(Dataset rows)
'''

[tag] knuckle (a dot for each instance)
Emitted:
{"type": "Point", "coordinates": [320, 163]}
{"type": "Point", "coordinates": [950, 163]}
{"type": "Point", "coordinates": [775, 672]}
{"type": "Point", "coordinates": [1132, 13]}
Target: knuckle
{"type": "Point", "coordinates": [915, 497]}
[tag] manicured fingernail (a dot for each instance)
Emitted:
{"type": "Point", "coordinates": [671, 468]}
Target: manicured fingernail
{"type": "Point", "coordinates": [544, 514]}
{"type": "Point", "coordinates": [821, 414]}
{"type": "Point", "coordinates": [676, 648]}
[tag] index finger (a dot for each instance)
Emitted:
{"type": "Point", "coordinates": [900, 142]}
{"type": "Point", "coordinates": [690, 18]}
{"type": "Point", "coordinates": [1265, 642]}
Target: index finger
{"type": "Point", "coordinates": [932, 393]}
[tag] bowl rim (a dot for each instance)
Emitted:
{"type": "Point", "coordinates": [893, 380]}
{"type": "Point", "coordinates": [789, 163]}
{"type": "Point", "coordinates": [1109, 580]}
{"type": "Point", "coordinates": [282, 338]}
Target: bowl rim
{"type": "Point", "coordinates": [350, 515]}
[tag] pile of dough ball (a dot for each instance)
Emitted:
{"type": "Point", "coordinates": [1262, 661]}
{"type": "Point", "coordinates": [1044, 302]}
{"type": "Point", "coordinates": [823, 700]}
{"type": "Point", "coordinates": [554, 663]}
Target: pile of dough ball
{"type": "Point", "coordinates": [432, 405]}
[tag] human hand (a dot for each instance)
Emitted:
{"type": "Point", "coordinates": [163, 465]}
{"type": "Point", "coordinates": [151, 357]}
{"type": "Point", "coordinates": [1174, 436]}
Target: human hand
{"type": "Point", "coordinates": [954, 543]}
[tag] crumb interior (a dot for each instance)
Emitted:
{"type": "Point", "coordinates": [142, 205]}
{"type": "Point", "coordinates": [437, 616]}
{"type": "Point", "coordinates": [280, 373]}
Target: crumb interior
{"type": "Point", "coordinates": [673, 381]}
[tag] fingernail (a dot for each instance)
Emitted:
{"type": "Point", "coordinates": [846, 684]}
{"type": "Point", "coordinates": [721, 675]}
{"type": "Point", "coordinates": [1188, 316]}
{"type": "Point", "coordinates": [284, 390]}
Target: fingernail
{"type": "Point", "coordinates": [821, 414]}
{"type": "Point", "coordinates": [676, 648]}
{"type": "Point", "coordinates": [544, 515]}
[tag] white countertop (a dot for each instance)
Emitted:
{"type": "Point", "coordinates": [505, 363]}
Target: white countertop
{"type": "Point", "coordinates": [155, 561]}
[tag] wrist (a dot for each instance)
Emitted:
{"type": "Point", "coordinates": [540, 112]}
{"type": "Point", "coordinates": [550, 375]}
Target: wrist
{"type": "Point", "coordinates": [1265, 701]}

'''

Rewrite the material above, swapping each "Target:" for "Expected:" and leaving everything else unchanged.

[tag] knuckle (a dot for each instance)
Emitted:
{"type": "Point", "coordinates": [320, 163]}
{"type": "Point", "coordinates": [950, 163]}
{"type": "Point", "coordinates": [775, 672]}
{"type": "Point", "coordinates": [1132, 13]}
Expected: knuckle
{"type": "Point", "coordinates": [915, 497]}
[tag] manicured fingernail (a dot for each instance)
Emitted:
{"type": "Point", "coordinates": [671, 468]}
Expected: manicured fingernail
{"type": "Point", "coordinates": [544, 514]}
{"type": "Point", "coordinates": [821, 414]}
{"type": "Point", "coordinates": [676, 648]}
[tag] index finger (a dot for each instance)
Emitted:
{"type": "Point", "coordinates": [900, 142]}
{"type": "Point", "coordinates": [690, 18]}
{"type": "Point", "coordinates": [1265, 642]}
Expected: index finger
{"type": "Point", "coordinates": [932, 393]}
[tag] bowl rim (a dot for each instance)
Emitted:
{"type": "Point", "coordinates": [893, 380]}
{"type": "Point", "coordinates": [789, 163]}
{"type": "Point", "coordinates": [1109, 580]}
{"type": "Point", "coordinates": [282, 338]}
Expected: bowl rim
{"type": "Point", "coordinates": [350, 515]}
[tag] pile of dough ball (a dot for each instance)
Emitted:
{"type": "Point", "coordinates": [1262, 661]}
{"type": "Point", "coordinates": [1044, 302]}
{"type": "Point", "coordinates": [823, 700]}
{"type": "Point", "coordinates": [554, 663]}
Expected: pile of dough ball
{"type": "Point", "coordinates": [432, 405]}
[tag] human hand (a dot for each instance)
Emitted:
{"type": "Point", "coordinates": [163, 465]}
{"type": "Point", "coordinates": [151, 357]}
{"type": "Point", "coordinates": [1174, 436]}
Expected: human hand
{"type": "Point", "coordinates": [954, 543]}
[tag] crumb interior (a dot for each instance)
Emitted:
{"type": "Point", "coordinates": [142, 205]}
{"type": "Point", "coordinates": [437, 616]}
{"type": "Point", "coordinates": [280, 373]}
Expected: crumb interior
{"type": "Point", "coordinates": [673, 381]}
[tag] fingernail (a dot for each instance)
Emitted:
{"type": "Point", "coordinates": [846, 684]}
{"type": "Point", "coordinates": [721, 675]}
{"type": "Point", "coordinates": [1188, 316]}
{"type": "Point", "coordinates": [284, 390]}
Expected: fingernail
{"type": "Point", "coordinates": [821, 414]}
{"type": "Point", "coordinates": [676, 648]}
{"type": "Point", "coordinates": [544, 515]}
[tag] white countertop (a dot for each instance)
Emitted:
{"type": "Point", "coordinates": [505, 363]}
Expected: white countertop
{"type": "Point", "coordinates": [155, 561]}
[tag] wrist (a dot for each instance)
Emitted:
{"type": "Point", "coordinates": [540, 112]}
{"type": "Point", "coordinates": [550, 375]}
Expected: wrist
{"type": "Point", "coordinates": [1265, 701]}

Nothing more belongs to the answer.